--- BEGIN Dataset records ---
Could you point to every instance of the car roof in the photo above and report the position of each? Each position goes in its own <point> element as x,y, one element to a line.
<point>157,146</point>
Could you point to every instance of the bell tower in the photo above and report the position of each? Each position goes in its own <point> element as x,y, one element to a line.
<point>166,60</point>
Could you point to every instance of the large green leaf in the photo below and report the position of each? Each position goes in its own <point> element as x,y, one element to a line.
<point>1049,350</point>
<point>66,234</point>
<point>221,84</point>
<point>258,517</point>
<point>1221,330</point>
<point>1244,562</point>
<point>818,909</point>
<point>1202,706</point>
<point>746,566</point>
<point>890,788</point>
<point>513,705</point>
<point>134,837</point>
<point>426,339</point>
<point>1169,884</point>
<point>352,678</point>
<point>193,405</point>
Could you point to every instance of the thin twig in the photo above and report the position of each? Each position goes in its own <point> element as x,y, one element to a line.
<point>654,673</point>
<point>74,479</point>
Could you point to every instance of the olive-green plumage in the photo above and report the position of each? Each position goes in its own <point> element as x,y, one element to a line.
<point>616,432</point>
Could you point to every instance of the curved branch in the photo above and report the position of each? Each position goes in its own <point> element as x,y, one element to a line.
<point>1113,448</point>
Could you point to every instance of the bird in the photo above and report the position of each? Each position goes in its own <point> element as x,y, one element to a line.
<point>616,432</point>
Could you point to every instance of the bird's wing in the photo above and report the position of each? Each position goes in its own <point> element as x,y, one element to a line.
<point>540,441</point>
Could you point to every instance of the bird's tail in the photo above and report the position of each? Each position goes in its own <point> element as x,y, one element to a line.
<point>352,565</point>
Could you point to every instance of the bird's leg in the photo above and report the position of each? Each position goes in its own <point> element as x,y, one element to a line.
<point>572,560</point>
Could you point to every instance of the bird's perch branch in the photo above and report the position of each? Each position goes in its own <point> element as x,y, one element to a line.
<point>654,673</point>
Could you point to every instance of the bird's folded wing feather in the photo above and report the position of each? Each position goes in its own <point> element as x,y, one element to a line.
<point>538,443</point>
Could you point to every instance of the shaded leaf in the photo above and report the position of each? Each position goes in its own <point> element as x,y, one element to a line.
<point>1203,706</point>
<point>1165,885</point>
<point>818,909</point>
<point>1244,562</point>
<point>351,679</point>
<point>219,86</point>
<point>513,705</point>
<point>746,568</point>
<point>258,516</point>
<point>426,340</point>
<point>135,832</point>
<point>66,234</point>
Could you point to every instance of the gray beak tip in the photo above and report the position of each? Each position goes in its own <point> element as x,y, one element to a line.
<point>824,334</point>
--- END Dataset records ---
The exercise: Reproduce the records unchanged, from the line that contains "Could you point to every instance of the shaded" through the end of the records, including both of those lines.

Response to this task:
Could you point to every instance of the shaded leaf in the photo above and report the position of each? Each position goes in its own <point> element as x,y, one element to a line.
<point>1203,706</point>
<point>1165,885</point>
<point>818,909</point>
<point>1244,562</point>
<point>351,679</point>
<point>219,86</point>
<point>513,705</point>
<point>746,568</point>
<point>258,516</point>
<point>426,340</point>
<point>135,832</point>
<point>66,234</point>
Could you point to every instance of the gray beak tip in the photo above and report the position of each? Each position goes in its own <point> element as x,y, one element to a line.
<point>824,334</point>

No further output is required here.